Total decrease in cash during the quarter was $26.1 million, including the aforementioned one-time $28.5 million payment for reduction in capital lease obligations and the $17 million cash proceeds from the sale of the Speech Solutions business. Excluding these non-recurring items, the third quarter's decrease in cash was $14.6 million, which included capital expenditures of $0.6 million, principal payments on capital leases and other long-term debt of $1.8 million, $1.0 million for debt repurchase, and cash used in operating activities of $10.5 million. The company ended the third quarter with $32.2 million in cash.
Cost Reductions
The company reduced its operating expenses, inclusive of bad debt expense, to $10.3 million, down 46% from $19.1 million in Q2 2002. Excluding bad debt expense, the company reduced operation expenses to $9.7 million, down 15% from $11.4 million in Q2. The company began realizing the financial benefits of the 18% reduction in force that took place at the end of the second quarter 2002. The company had 212 employees at the end of Q3 2002.

Tasks and exercises
1) Print everything in the quarterly financial results text from "Total decrease in" down to "million in cash.", word for word.
2) Carry on the quarterly financial results text from the point where it stops.

Raw data
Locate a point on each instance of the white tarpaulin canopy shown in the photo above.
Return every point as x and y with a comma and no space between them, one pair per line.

Exercise answers
1)
Total decrease in cash during the quarter was $26.1 million, including the aforementioned one-time $28.5 million payment for reduction in capital lease obligations and the $17 million cash proceeds from the sale of the Speech Solutions business. Excluding these non-recurring items, the third quarter's decrease in cash was $14.6 million, which included capital expenditures of $0.6 million, principal payments on capital leases and other long-term debt of $1.8 million, $1.0 million for debt repurchase, and cash used in operating activities of $10.5 million. The company ended the third quarter with $32.2 million in cash.

2)
Debt Repurchase
During Q3 2002, the company repurchased an additional $3.5 million face amount of its 5.75% Convertible Subordinated Notes due in 2005 on the open market for cash and expenses of $1.1 million resulting in a $2.4 million non-recurring gain on the early retirement of debt. Since beginning debt repurchases in Q4 2001, the company has repurchased $61.5 million face amount of its Notes. The remaining face amount on these Notes due in March 2005 is $88.5 million, down from its original $150 million.
Guidance
The following statements are forward-looking and actual results may differ materially due to factors noted below, among others. The information provided in this financial outlook is as of October 24, 2002, and supersedes all previous guidance.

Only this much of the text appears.